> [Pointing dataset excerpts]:
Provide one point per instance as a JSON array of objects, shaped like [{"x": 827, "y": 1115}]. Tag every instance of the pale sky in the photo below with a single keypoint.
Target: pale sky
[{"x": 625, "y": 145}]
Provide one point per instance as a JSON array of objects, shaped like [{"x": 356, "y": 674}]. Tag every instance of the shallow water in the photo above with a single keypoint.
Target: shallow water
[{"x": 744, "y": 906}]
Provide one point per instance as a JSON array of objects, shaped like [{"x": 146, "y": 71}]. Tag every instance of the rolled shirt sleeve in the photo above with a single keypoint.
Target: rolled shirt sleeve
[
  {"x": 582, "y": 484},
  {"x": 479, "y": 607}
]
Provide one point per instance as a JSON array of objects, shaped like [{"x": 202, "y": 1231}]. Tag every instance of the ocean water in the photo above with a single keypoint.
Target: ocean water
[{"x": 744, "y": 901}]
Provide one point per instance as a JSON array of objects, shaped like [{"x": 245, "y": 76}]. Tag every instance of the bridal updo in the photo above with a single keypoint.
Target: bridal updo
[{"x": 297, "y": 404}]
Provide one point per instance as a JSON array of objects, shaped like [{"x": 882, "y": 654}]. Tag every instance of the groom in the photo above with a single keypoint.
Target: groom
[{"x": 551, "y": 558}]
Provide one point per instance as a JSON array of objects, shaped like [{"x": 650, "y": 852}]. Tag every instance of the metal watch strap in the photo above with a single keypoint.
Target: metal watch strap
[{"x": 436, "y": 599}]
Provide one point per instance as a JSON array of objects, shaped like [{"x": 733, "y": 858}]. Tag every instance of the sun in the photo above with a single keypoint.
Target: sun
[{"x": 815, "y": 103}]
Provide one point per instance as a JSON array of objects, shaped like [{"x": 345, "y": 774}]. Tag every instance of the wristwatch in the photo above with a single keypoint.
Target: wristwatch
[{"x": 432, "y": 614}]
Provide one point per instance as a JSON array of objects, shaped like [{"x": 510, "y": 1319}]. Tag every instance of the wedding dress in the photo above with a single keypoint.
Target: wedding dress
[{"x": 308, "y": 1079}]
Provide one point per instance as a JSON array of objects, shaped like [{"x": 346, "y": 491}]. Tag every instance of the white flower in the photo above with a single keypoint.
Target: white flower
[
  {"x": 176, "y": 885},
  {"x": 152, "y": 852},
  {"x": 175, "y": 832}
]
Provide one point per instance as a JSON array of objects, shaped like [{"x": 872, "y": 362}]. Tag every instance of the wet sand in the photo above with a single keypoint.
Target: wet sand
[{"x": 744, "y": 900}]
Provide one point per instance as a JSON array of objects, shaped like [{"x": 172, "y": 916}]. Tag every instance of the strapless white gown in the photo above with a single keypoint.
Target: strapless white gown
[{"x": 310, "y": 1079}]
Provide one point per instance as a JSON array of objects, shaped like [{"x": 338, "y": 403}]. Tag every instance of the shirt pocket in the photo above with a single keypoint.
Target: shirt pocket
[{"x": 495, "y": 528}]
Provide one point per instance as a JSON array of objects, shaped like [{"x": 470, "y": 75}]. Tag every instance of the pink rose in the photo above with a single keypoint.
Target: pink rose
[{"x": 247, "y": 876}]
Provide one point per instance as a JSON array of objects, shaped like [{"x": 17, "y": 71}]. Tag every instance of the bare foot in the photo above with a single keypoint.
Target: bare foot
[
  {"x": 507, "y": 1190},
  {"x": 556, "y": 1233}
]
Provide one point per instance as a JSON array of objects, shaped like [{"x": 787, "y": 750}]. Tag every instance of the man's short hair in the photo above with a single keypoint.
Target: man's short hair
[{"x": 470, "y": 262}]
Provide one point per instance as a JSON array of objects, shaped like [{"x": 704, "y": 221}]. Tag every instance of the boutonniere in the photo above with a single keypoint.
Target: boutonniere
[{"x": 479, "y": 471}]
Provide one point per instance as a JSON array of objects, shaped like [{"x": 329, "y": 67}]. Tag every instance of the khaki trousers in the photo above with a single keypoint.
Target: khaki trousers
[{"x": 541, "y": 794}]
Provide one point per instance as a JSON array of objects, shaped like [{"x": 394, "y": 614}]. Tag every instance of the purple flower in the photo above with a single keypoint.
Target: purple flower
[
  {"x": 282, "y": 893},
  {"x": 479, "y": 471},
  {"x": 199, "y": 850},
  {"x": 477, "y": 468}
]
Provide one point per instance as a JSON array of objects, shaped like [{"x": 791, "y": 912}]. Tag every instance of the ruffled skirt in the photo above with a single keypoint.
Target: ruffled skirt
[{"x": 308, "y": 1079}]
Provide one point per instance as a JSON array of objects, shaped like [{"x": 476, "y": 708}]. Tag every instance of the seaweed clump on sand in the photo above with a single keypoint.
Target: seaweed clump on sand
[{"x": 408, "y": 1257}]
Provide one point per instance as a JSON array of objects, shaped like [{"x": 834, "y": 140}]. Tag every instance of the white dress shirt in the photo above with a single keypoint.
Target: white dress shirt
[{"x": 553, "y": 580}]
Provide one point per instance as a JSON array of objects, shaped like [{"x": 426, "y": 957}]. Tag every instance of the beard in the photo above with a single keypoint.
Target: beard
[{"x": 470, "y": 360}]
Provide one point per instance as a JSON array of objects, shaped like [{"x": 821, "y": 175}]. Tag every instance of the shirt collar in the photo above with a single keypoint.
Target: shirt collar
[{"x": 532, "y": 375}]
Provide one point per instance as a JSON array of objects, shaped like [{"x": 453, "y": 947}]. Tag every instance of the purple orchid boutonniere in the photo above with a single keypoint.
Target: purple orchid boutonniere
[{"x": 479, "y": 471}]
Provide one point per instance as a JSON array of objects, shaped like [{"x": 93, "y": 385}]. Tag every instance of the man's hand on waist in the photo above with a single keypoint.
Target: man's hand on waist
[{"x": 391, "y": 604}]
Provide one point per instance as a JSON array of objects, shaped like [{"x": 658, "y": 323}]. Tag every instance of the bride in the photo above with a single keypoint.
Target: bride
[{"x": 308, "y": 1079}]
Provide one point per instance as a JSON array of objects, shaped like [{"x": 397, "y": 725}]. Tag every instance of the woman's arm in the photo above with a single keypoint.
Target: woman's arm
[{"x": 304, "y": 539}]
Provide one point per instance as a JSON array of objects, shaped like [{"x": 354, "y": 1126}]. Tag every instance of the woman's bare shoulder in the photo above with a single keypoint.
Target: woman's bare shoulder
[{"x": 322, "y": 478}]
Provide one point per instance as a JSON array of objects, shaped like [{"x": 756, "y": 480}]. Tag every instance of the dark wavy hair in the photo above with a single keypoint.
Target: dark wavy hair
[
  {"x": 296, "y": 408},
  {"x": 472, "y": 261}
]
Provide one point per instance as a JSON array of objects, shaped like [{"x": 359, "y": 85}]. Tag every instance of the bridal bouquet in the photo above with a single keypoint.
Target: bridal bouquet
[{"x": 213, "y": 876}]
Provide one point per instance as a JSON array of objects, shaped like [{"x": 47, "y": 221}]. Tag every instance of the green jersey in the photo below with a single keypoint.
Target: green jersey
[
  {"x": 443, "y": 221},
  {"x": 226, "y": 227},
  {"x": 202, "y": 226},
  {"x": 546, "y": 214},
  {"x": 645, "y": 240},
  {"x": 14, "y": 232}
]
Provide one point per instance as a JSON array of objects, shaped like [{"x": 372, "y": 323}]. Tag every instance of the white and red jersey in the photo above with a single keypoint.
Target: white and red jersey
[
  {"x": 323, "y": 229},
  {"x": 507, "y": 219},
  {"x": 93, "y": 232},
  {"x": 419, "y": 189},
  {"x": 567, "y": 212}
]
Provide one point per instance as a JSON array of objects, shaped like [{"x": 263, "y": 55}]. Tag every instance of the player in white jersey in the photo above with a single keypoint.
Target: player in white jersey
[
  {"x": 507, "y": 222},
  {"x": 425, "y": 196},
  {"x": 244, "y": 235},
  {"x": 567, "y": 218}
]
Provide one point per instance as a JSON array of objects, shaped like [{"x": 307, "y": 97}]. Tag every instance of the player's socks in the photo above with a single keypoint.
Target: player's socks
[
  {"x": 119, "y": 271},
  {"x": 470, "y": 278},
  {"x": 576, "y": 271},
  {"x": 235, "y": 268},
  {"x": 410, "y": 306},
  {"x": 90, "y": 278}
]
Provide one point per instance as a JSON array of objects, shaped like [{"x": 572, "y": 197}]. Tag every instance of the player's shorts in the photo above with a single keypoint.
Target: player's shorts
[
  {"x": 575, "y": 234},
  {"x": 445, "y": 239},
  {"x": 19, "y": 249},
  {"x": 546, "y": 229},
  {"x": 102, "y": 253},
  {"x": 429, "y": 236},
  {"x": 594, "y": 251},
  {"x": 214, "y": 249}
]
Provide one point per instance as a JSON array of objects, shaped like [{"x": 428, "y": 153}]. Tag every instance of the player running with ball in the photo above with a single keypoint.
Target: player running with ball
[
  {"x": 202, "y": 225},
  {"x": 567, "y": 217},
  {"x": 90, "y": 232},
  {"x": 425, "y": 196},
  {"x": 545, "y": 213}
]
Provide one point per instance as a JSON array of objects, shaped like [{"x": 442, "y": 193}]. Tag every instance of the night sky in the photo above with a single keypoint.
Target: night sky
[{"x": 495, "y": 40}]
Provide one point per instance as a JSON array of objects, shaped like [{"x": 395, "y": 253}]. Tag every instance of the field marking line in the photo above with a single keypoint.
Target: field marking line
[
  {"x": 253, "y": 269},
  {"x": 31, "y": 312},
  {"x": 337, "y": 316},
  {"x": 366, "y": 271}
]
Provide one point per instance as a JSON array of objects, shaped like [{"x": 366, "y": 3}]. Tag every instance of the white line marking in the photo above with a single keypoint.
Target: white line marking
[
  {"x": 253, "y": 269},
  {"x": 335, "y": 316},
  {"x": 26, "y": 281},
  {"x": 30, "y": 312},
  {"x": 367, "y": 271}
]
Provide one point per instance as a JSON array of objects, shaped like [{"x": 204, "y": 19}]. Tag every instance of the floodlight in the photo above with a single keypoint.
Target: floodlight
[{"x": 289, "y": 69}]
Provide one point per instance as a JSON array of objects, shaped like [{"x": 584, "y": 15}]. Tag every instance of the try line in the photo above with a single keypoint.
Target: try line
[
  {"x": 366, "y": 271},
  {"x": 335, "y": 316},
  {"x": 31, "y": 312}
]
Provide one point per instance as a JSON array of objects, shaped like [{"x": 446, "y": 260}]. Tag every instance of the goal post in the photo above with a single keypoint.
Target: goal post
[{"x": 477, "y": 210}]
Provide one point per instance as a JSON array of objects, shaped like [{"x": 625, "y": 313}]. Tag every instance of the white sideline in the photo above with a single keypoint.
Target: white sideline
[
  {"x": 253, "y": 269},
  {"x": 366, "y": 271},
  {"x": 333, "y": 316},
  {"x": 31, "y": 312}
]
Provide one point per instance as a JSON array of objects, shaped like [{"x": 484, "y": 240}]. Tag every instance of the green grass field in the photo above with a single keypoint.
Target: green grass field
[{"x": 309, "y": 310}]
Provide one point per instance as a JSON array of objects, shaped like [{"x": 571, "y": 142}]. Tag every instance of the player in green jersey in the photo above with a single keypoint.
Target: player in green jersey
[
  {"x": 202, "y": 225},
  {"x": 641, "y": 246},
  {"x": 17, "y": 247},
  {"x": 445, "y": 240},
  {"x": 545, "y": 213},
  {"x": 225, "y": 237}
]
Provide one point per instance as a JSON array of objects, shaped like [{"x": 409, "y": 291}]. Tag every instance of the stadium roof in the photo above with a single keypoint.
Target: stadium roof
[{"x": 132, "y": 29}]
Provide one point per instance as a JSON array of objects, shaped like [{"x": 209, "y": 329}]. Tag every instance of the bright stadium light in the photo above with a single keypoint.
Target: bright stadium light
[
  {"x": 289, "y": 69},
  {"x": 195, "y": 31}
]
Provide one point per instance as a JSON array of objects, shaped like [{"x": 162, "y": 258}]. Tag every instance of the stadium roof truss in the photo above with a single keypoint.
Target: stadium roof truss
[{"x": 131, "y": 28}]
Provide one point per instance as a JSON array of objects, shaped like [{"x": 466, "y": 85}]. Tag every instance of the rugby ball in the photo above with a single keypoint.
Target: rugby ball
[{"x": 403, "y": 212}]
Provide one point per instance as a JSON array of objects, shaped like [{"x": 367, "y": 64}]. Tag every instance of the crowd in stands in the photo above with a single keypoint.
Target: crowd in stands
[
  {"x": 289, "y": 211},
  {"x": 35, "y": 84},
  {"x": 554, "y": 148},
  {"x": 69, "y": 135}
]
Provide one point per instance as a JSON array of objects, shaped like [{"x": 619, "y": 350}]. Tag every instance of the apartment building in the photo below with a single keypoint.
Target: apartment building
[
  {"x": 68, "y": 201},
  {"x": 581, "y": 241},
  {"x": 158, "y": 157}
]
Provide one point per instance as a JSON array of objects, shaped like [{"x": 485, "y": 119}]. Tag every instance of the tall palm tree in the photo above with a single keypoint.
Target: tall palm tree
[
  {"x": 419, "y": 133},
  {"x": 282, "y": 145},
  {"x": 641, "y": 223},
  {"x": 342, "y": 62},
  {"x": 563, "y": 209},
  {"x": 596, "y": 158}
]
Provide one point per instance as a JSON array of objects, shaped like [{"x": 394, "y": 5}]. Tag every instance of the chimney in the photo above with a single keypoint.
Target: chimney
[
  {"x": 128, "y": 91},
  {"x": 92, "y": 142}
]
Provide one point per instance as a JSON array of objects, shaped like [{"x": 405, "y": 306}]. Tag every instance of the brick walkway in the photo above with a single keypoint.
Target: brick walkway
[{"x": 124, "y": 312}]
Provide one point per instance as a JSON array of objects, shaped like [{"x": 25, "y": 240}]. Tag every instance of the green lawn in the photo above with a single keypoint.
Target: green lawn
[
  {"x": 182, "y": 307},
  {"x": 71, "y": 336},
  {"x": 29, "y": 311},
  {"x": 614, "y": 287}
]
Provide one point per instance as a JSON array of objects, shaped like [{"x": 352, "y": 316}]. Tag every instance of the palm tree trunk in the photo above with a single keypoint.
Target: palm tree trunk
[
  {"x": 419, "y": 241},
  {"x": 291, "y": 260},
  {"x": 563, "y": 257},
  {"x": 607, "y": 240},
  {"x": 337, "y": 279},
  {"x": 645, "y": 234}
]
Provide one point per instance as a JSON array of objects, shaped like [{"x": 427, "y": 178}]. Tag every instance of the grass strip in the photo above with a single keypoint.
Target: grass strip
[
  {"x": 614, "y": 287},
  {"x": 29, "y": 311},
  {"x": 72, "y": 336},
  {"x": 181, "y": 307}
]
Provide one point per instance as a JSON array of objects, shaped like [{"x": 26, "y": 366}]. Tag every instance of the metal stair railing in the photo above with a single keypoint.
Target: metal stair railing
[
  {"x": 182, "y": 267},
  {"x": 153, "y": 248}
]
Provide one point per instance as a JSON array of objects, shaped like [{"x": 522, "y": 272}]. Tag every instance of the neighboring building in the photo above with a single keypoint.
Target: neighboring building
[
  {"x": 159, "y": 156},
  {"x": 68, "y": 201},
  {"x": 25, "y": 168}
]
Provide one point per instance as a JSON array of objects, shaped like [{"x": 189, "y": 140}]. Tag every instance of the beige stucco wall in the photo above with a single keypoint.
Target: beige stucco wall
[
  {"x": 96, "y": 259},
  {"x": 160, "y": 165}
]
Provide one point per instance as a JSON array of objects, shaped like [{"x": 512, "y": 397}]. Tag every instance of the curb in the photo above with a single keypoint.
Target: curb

> [TASK DETAILS]: Rewrite everything in the records from the line containing "of the palm" down to the end of the records, requests included. Multiply each x and y coordinate in the answers by 2.5 and round to the nearest whole number, rounding halves up, but leave the numbers in the requests and their format samples unchanged.

> [THE REPLY]:
Provide one point per instance as a JSON array of objects, shaped like [{"x": 352, "y": 316}]. Tag every instance of the palm tree trunk in the photo above with a single keypoint.
Target: palm tree trunk
[
  {"x": 1048, "y": 603},
  {"x": 728, "y": 650},
  {"x": 1408, "y": 643},
  {"x": 1518, "y": 600},
  {"x": 843, "y": 698},
  {"x": 1613, "y": 585}
]
Provide one point per instance as a JSON array of objects, shaped like [{"x": 427, "y": 178}]. Tag every instance of the grass strip in the photo above with a single keypoint.
Target: grass strip
[
  {"x": 1535, "y": 718},
  {"x": 73, "y": 778},
  {"x": 180, "y": 840},
  {"x": 453, "y": 768}
]
Provide one point per instance as a JSON array of objects, shaped like [{"x": 26, "y": 366}]. Tag every instance of the metal stair railing in the photo above with a single keypoint.
Target: metal stair railing
[
  {"x": 455, "y": 668},
  {"x": 383, "y": 620}
]
Provide one point per instance as a JSON array of objects, shaped like [{"x": 522, "y": 272}]. Tag every instance of the neighboring building in the photo above with a single keypoint.
Target: neighboring building
[
  {"x": 398, "y": 390},
  {"x": 170, "y": 503},
  {"x": 63, "y": 420}
]
Provide one point per instance as a JSON array of objects, shaped like [{"x": 189, "y": 140}]. Tag every instance of the beige stucco wall in the photo above with a single keypoint.
Target: beige stucco wall
[
  {"x": 240, "y": 648},
  {"x": 400, "y": 413}
]
Provide one point per instance as a JSON array of objects, shaped like [{"x": 512, "y": 397}]. Tag every instance of the curb in the photo above with a single keypoint.
Target: curb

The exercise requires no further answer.